OBJECTIVE — Could you reproduce all of the material below with every "photo" replaced by "image" and nothing else changed, leaving the pictures out?

EXTRACTED ENTRIES —
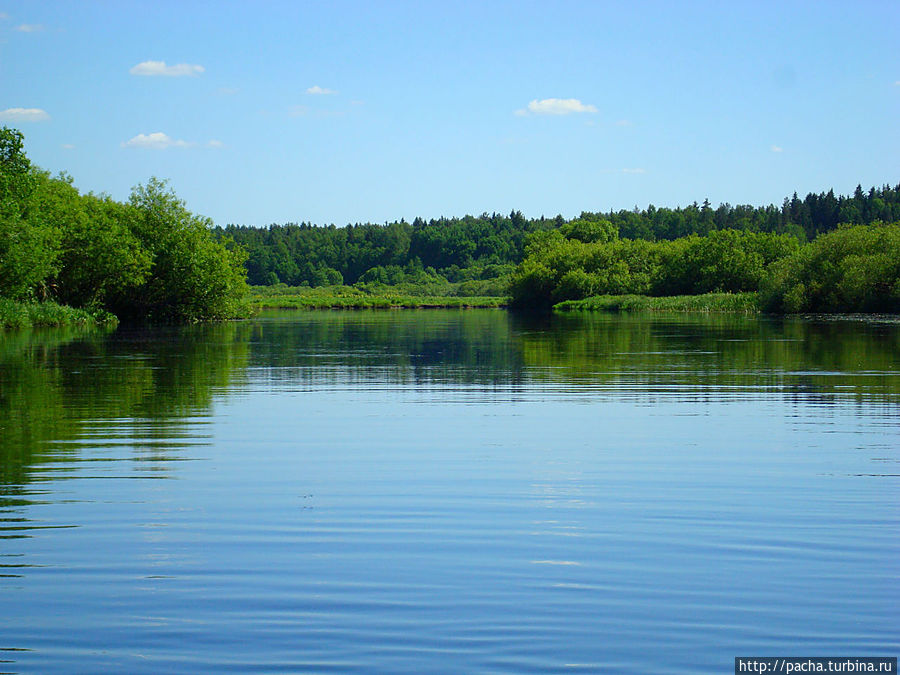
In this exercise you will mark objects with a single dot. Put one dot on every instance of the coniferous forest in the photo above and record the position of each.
(151, 258)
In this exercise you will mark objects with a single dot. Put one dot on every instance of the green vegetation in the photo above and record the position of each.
(558, 268)
(854, 269)
(488, 247)
(14, 314)
(747, 303)
(149, 258)
(349, 297)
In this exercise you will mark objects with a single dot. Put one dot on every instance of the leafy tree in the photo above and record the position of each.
(193, 276)
(28, 246)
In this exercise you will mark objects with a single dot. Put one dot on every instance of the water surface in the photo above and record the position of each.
(448, 491)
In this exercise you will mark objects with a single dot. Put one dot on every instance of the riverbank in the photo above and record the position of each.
(15, 315)
(745, 303)
(347, 297)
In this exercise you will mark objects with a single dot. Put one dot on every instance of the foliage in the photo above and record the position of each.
(193, 276)
(28, 245)
(747, 303)
(148, 258)
(15, 314)
(362, 296)
(726, 261)
(472, 247)
(853, 269)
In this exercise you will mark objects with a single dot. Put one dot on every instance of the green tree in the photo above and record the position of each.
(28, 246)
(193, 276)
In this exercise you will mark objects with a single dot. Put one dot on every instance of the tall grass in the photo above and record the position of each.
(348, 297)
(747, 303)
(27, 314)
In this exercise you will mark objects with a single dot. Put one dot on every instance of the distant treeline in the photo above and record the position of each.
(489, 245)
(855, 268)
(145, 258)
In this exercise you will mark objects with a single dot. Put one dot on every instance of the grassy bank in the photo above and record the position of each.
(28, 314)
(347, 297)
(747, 303)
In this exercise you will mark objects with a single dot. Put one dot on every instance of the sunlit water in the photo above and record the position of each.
(449, 491)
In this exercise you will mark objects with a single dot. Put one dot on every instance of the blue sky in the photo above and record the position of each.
(335, 112)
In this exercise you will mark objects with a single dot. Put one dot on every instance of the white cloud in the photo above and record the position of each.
(156, 68)
(155, 141)
(320, 91)
(556, 106)
(24, 115)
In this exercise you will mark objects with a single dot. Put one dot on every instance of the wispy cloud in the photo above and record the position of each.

PROBLEM SOLUTION —
In this exercise you will mark objects with a single dot. Put one dot on every instance of the coniferous forest in the image above and record the position of each.
(151, 258)
In this exercise you will mark objects with a single dot. Put one dot on every instance of the green vegetation in the image above and record the position of each.
(558, 268)
(854, 269)
(488, 247)
(14, 314)
(747, 303)
(149, 258)
(349, 297)
In this exercise you will mark objects with a single dot. Put one dot on every instance of the leafy tree in the image above and record the position of each.
(193, 276)
(28, 246)
In this exercise you will mark objects with a single dot. Put one dot on every instance of the water surface in the image above and record the position of each.
(448, 491)
In this exercise you will mark objects with a single dot. Put one dot on every instance of the riverbank in the image above and record the position of each.
(15, 315)
(745, 303)
(347, 297)
In this exercise you will mark objects with a single dot. Put one dot on every instance of the foliage in the image above and record the position of each.
(193, 276)
(28, 245)
(747, 303)
(148, 258)
(15, 314)
(362, 296)
(726, 261)
(472, 247)
(853, 269)
In this exercise you will mark objects with a single dot. Put one dot on every instance of the green tree in the image above and record the position of each.
(28, 246)
(193, 276)
In this exercise you will mark objects with a single dot. Put one dot on every instance of the tall grass in the image above and record the position of each.
(348, 297)
(747, 303)
(27, 314)
In this exercise you will mark objects with a single dot. Put one dot on every instance of the distant treeline in the image above and record the position of each.
(489, 245)
(855, 268)
(145, 258)
In this exercise you will mark objects with a single dot. Put one dot on every instance of the grassy bank in the image above and record the position of each.
(28, 314)
(347, 297)
(747, 303)
In this exercise you will mark objects with a single dot. Put one dot on every instance of the sunlit water in the image above and record the position of each.
(449, 491)
In this exercise you will mark objects with a single dot. Put one dot on every instance of the blue sky in the image above and record the position of each.
(335, 112)
In this exercise you will mark objects with a single dot. Put one dot on every instance of the white cloud in the image above and record the position of each.
(156, 68)
(155, 141)
(320, 91)
(556, 106)
(24, 115)
In this exercise you will mark objects with a single dot. Put one dot on every instance of the wispy cloud in the image above and record the position of each.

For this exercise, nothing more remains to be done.